THE EXERCISE> Beginning with the line that holds "phrase -- stack of paper", set down each line of the data below through the very last, exactly as given, and nothing beyond that.

EXTRACTED DATA>
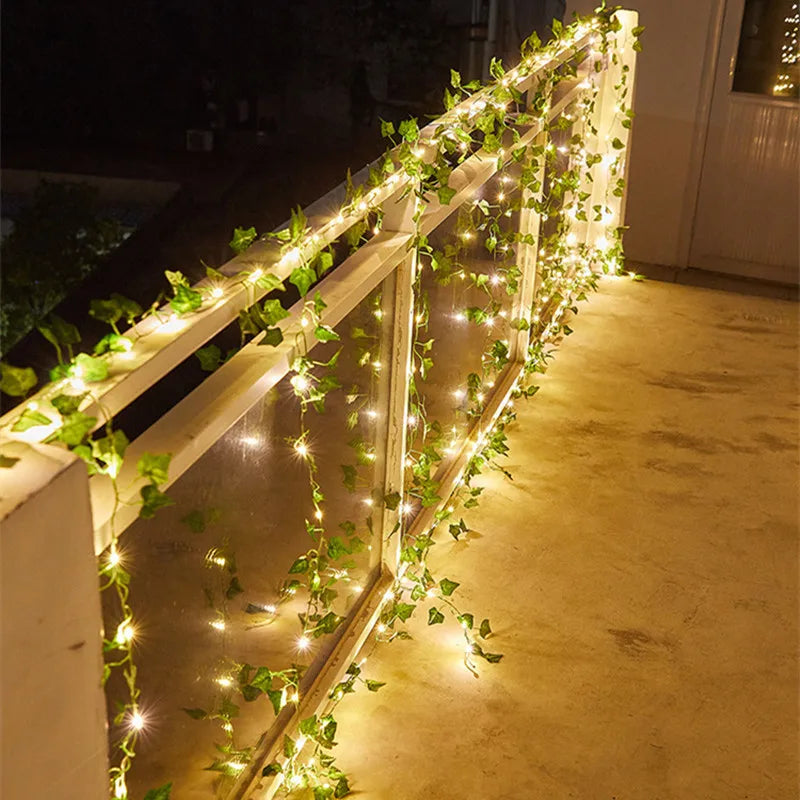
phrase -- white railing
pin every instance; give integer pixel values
(44, 498)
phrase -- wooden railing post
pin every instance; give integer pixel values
(52, 704)
(528, 253)
(614, 99)
(399, 216)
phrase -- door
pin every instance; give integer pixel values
(746, 219)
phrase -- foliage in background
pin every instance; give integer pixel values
(57, 241)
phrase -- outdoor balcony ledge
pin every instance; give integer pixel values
(641, 573)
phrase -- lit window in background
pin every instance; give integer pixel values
(768, 61)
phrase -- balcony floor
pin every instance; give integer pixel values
(641, 575)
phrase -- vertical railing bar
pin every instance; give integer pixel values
(528, 255)
(399, 216)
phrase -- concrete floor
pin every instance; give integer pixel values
(641, 574)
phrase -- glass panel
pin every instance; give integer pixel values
(468, 287)
(216, 582)
(767, 61)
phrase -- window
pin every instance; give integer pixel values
(768, 61)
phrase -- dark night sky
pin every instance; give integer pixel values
(132, 72)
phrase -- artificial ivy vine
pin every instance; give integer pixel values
(554, 178)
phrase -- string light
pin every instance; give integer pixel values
(136, 721)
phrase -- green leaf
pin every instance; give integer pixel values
(270, 282)
(273, 312)
(324, 262)
(275, 697)
(90, 369)
(242, 239)
(153, 499)
(337, 548)
(154, 467)
(448, 587)
(435, 617)
(186, 300)
(113, 343)
(326, 334)
(105, 310)
(392, 500)
(74, 429)
(466, 621)
(30, 419)
(176, 278)
(162, 793)
(445, 194)
(209, 357)
(272, 336)
(302, 278)
(16, 381)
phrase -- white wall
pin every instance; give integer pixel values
(52, 707)
(668, 85)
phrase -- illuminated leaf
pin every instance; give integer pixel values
(154, 467)
(74, 429)
(209, 357)
(302, 278)
(186, 299)
(326, 334)
(153, 499)
(113, 343)
(272, 336)
(435, 617)
(16, 381)
(242, 239)
(30, 419)
(448, 587)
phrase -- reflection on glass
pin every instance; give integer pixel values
(468, 287)
(243, 585)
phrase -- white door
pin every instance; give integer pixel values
(746, 220)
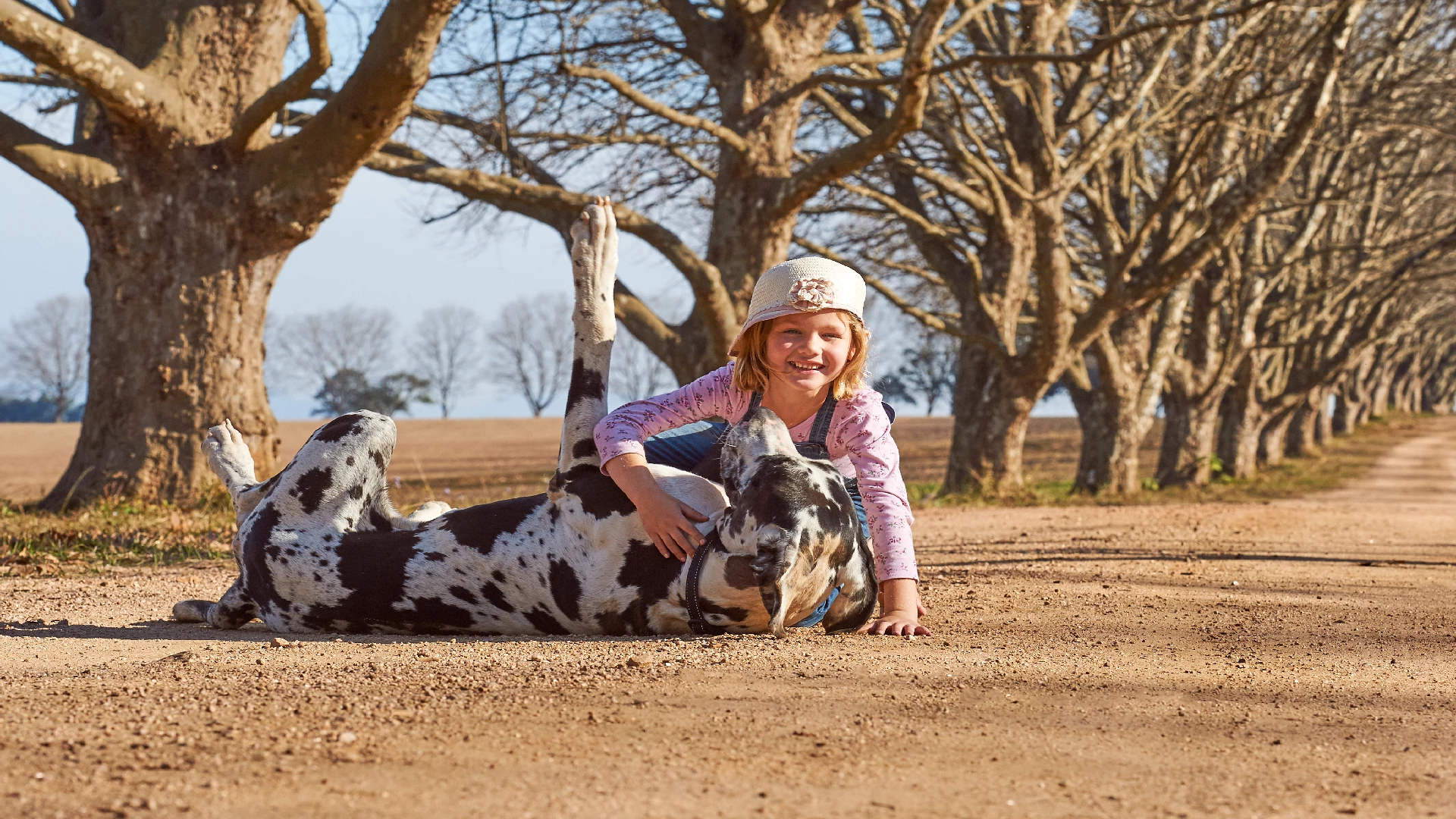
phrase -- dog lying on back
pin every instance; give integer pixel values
(321, 548)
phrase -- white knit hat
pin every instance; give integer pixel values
(804, 286)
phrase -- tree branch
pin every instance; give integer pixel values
(357, 121)
(36, 80)
(61, 169)
(130, 93)
(558, 207)
(727, 136)
(909, 112)
(644, 324)
(296, 86)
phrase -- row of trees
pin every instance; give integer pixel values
(1228, 209)
(1220, 210)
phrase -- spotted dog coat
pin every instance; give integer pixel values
(321, 548)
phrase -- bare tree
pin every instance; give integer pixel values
(193, 202)
(315, 347)
(698, 110)
(446, 350)
(637, 372)
(1050, 191)
(530, 349)
(927, 372)
(47, 352)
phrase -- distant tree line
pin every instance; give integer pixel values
(354, 360)
(1226, 212)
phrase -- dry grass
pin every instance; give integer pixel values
(478, 461)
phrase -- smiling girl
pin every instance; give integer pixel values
(801, 353)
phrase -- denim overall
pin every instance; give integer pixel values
(698, 447)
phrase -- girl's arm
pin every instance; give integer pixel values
(619, 442)
(864, 435)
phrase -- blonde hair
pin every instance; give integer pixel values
(752, 371)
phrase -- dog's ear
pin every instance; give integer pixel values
(770, 563)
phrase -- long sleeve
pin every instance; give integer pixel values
(628, 426)
(861, 431)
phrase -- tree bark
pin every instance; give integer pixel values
(1131, 362)
(1241, 423)
(1347, 413)
(197, 359)
(1190, 436)
(1304, 431)
(191, 206)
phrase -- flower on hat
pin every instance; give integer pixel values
(811, 293)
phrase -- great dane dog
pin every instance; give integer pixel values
(321, 548)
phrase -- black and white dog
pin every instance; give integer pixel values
(321, 548)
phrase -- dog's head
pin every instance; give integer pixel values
(794, 518)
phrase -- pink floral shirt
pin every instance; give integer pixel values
(859, 445)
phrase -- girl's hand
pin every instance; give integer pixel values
(900, 623)
(670, 525)
(667, 521)
(900, 610)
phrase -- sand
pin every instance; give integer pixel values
(1273, 659)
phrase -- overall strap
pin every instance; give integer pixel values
(820, 431)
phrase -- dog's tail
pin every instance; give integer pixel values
(232, 611)
(193, 611)
(595, 265)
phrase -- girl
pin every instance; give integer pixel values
(801, 353)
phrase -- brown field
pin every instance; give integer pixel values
(1289, 657)
(482, 460)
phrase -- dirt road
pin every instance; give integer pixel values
(1288, 659)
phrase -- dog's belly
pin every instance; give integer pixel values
(525, 566)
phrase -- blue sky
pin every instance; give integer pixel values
(373, 242)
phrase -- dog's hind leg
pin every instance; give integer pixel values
(231, 460)
(595, 273)
(235, 610)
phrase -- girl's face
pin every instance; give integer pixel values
(808, 350)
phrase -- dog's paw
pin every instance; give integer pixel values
(229, 457)
(428, 510)
(595, 242)
(191, 611)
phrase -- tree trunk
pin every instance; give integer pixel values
(1324, 422)
(191, 207)
(1273, 439)
(1347, 413)
(1241, 423)
(1304, 431)
(989, 428)
(1130, 360)
(155, 385)
(1381, 395)
(1187, 452)
(1112, 430)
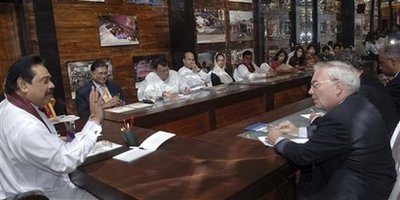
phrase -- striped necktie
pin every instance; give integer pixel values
(106, 97)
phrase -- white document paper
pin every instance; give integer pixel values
(148, 146)
(263, 139)
(128, 107)
(103, 146)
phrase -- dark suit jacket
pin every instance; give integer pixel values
(393, 87)
(349, 154)
(375, 92)
(82, 95)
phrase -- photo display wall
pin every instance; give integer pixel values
(225, 26)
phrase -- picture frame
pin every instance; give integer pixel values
(146, 2)
(210, 25)
(118, 30)
(242, 26)
(79, 73)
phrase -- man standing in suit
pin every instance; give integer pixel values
(110, 93)
(389, 59)
(348, 154)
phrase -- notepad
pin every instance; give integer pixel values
(257, 127)
(102, 147)
(263, 139)
(148, 146)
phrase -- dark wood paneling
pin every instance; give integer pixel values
(78, 38)
(9, 42)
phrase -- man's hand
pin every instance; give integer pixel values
(115, 101)
(170, 95)
(271, 73)
(273, 134)
(96, 106)
(186, 91)
(195, 68)
(288, 128)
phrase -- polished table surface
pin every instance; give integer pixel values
(214, 107)
(217, 165)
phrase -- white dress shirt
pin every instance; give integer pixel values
(154, 86)
(242, 73)
(33, 158)
(194, 79)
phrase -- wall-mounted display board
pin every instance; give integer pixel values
(118, 30)
(210, 25)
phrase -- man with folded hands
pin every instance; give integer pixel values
(162, 83)
(348, 154)
(32, 155)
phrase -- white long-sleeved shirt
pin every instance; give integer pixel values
(242, 73)
(194, 79)
(32, 157)
(154, 86)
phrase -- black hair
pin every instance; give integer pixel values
(160, 61)
(246, 53)
(325, 48)
(21, 68)
(98, 63)
(279, 53)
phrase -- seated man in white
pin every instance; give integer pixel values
(193, 75)
(163, 82)
(250, 71)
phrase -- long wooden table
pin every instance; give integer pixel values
(217, 165)
(215, 107)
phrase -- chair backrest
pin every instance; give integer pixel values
(395, 144)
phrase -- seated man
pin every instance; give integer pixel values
(163, 82)
(110, 92)
(348, 154)
(248, 70)
(191, 73)
(389, 59)
(32, 155)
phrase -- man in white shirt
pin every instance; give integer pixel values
(193, 75)
(248, 70)
(32, 155)
(163, 82)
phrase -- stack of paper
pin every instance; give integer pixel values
(128, 107)
(263, 139)
(103, 146)
(148, 146)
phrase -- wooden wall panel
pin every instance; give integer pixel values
(237, 112)
(9, 42)
(78, 38)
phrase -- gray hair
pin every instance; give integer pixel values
(392, 50)
(343, 72)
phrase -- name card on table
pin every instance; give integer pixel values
(128, 107)
(148, 146)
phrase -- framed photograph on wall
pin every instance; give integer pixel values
(118, 30)
(93, 0)
(210, 25)
(236, 56)
(242, 1)
(79, 73)
(142, 65)
(273, 28)
(242, 27)
(147, 2)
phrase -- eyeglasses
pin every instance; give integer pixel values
(316, 85)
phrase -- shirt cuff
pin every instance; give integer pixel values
(303, 132)
(280, 138)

REPLY>
phrase -- stack of paper
pin every instance; give integer pixel values
(128, 107)
(263, 139)
(103, 146)
(148, 146)
phrase -- wooden wall panel
pin every instance; give integer pixel values
(237, 112)
(9, 42)
(78, 38)
phrase -- gray hair
pin every instance; give integer pixel values
(392, 50)
(343, 72)
phrase -- name card on table
pin every instance; give integer pixel values
(128, 107)
(148, 146)
phrase -- framed photograph on wall
pin every instance; give integer pixel values
(118, 30)
(93, 0)
(210, 25)
(236, 56)
(242, 1)
(79, 73)
(142, 65)
(273, 28)
(242, 27)
(147, 2)
phrase -- eyeglasses
pin every instance; give integer pixel values
(316, 85)
phrase -- shirt cuff
pin every instance; give integer pixel values
(303, 132)
(280, 138)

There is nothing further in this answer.